■ **EXCERPT**

┌──

“Simplicity is making the journey of this life with just baggage enough.” ~ Charles Dudley Warner
If you read my 1/21/16 blog, you’ll remember that on my December 2010 inaugural trip to Costa Rica, I learned a very valuable lesson (lesson #90): that over-packing is over-rated, but an extra pair of shoes is essential in case of emergency.
Without realizing at the time how materialistically consumed I had become, those massive suitcases in a Costa Rican jungle at a yoga retreat were a sad, but accurate, snapshot of my life – I was often so consumed with outward appearances, attempting to look fashionable and put-together at all times. I took great pride in my wardrobe, and shopping was one of my favorite pastimes. Several years ago, when I did my student teaching, students from one of my high school classes made me a tee-shirt that said, “Mrs. J. survived student teaching, AND NEVER WORE THE SAME OUTFIT TWICE. (For those who don’t know, student teaching lasts 12 weeks – that’s 60 days – that was 60 different outfits on a full-time college student’s limited budget!) But as is so often the case, my polished outer “shell” was actually shielding hidden insecurities.
So now you understand my baggage, both literally and figuratively. To say I over-packed is a gross understatement. I actually stuffed full, two of the largest suitcases I could find (I don’t even want to admit how much I paid the airline for overweight luggage). Since I was going to a yoga retreat, one would assume packing would be a minimal, simplistic task, but in my naivety I incorrectly presumed I would need several options for dining out, sight-seeing, shopping, and the occasional photo op. Of course, each outfit had to have matching shoes – yes, I took dress shoes, lots of them: pumps, sling-backs, wedges . . . and ONE pair of flip-flops.

└──

Collected data entries
┌──

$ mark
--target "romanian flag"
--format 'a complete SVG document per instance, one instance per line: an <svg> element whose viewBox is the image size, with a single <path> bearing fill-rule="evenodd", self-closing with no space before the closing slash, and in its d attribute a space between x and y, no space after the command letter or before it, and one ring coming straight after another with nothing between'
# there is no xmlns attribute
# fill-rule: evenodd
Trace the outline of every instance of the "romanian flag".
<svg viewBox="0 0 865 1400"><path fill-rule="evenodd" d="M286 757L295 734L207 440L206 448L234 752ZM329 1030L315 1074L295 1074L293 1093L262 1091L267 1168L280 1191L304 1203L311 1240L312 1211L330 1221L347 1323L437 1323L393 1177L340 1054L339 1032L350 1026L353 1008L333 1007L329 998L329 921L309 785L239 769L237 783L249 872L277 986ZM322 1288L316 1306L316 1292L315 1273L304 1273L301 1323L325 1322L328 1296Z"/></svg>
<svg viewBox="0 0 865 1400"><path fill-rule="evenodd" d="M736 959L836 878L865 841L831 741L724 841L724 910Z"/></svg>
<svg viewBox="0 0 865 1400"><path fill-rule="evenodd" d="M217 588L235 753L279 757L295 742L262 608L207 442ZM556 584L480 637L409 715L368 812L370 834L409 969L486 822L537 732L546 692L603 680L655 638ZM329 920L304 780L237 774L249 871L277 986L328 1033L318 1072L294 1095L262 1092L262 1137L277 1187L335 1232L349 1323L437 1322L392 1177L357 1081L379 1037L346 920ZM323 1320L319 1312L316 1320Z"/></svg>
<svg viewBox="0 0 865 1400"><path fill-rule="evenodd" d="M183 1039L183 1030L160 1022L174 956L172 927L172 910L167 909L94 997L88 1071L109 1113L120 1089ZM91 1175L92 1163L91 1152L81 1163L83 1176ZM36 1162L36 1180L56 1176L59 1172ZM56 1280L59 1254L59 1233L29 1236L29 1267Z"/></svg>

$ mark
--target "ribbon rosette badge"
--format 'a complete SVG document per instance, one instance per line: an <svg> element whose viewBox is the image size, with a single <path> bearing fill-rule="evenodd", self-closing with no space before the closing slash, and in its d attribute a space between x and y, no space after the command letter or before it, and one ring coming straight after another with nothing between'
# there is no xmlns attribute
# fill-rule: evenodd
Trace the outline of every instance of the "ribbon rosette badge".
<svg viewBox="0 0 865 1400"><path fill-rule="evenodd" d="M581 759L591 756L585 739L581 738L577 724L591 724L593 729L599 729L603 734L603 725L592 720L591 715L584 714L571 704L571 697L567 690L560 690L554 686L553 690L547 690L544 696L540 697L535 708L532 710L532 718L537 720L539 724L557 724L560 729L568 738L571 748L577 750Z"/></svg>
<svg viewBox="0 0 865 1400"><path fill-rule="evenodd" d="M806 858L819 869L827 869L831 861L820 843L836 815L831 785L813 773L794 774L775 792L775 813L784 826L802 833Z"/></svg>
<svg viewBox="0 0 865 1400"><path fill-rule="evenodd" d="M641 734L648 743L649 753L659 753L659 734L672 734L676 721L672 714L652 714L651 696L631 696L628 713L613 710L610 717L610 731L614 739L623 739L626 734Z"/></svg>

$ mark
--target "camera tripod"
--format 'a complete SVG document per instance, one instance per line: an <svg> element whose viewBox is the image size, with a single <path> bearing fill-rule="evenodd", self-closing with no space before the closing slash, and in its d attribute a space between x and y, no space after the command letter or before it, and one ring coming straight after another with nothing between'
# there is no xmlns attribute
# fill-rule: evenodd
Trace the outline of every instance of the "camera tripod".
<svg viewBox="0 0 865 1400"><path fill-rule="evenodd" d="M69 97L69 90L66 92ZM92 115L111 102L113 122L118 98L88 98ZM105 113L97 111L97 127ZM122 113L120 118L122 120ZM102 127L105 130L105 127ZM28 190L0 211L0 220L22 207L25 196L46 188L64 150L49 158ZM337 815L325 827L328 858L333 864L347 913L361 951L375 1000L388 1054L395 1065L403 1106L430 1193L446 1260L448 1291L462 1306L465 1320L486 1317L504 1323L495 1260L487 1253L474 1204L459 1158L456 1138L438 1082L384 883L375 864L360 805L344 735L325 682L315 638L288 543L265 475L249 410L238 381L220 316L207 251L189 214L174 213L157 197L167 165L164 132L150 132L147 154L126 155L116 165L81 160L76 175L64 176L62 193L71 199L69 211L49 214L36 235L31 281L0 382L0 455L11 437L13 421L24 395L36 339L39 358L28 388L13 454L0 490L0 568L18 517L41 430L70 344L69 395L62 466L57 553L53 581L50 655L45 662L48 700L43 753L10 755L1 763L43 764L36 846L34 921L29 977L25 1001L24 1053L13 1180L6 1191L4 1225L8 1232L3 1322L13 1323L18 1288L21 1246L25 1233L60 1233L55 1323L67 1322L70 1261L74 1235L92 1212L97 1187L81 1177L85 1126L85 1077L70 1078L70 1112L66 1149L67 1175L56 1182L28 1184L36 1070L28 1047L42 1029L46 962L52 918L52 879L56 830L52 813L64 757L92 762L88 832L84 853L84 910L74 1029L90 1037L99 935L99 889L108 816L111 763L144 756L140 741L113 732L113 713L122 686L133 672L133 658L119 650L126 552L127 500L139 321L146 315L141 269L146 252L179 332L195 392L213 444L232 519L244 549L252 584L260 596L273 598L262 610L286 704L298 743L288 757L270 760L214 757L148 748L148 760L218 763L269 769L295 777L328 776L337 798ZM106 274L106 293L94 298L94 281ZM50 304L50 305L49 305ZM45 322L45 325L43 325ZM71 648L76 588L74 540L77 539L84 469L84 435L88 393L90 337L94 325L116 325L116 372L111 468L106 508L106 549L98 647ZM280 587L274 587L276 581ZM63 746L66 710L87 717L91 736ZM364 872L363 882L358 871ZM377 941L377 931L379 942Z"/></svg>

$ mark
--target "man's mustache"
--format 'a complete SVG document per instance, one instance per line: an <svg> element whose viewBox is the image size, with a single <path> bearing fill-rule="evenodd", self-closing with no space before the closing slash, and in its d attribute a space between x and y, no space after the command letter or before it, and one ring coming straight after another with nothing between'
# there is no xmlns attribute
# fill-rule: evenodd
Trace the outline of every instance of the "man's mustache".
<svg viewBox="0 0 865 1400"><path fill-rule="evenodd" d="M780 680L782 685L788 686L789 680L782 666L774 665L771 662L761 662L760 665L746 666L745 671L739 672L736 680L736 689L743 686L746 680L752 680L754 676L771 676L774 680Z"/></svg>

└──

■ **WORK INSTRUCTION 1**
Print the part of the over-packing blog post starting with "Without realizing at" and going on through "shielding hidden insecurities.".
■ **WORK INSTRUCTION 2**
Please rewrite the paragraph of the over-packing blog post that begins "So now you understand my baggage" in a shorter form, keeping its main facts.
■ **WORK INSTRUCTION 3**
Pick up the over-packing blog post after its last sentence and continue it.

■ **FINAL ANSWER 1**
Without realizing at the time how materialistically consumed I had become, those massive suitcases in a Costa Rican jungle at a yoga retreat were a sad, but accurate, snapshot of my life – I was often so consumed with outward appearances, attempting to look fashionable and put-together at all times. I took great pride in my wardrobe, and shopping was one of my favorite pastimes. Several years ago, when I did my student teaching, students from one of my high school classes made me a tee-shirt that said, “Mrs. J. survived student teaching, AND NEVER WORE THE SAME OUTFIT TWICE. (For those who don’t know, student teaching lasts 12 weeks – that’s 60 days – that was 60 different outfits on a full-time college student’s limited budget!) But as is so often the case, my polished outer “shell” was actually shielding hidden insecurities.

■ **FINAL ANSWER 2**
I badly over-packed, filling two of the largest suitcases I could find and paying the airline for overweight luggage. Although I was going to a yoga retreat, I assumed I would need several outfits for dining out, sight-seeing, shopping, and photo ops. Each outfit had matching shoes, so I brought many dress shoes, including pumps, sling-backs, and wedges, but only one pair of flip-flops.

■ **FINAL ANSWER 3**
Having left Pennsylvania in the middle of winter, upon arriving in Liberia, Costa Rica, it was immediately evident that I needed to change into my “Central American” traveling outfit, which included trading in my snuggly Ugg boots for my (one pair) of flip-flops for the impending road trip to the retreat center. Once the wardrobe adjustment was complete, I boarded a shuttle van for what, I was certain, was going to be the most relaxing and stress-free week of my life. As I climbed into the van, lunging toward my seat, which was the third row in the back of the van, as I lifted my heel poised to take my next step, the passenger boarding behind me stepped on the back of my flip-flop . . . for anyone who’s ever had this happen, you probably know the rest of the story . . . my ONLY pair of flip-flops no longer flipped or flopped; they were broken beyond repair. So much for stress free! As I mentioned, I had LOTS of shoes, but ALL of them were heels (no, I did not even take sneakers).
If you read my “About Me” blog, you know that I was embarking on an 8-day yoga retreat in the jungles of Costa Rica. My accommodations were a daily jaunt up and down 451 steps from my hut in the grove to the main retreat center, and that was if I made only one trip to and from my hut per day. Sufficient to say, I knew I would be doing a lot of walking over the next week – let the stress begin!
Sparing you all of the details, I actually did trudge up and down ALL those stairs, several times that first day IN MY WEDGES, (I can only imagine what my yogi compadres, most of whom traveled with a backpack or duffle bag, thought of the superficial chick from Pennsylvania). Day 2 when I quit yoga, I walked 3 miles down the beach to the nearest town, hobbled into the surf shop and purchased a pair of flip-flops (which have lasted me these last five years and traveled to and from Costa Rica many times since).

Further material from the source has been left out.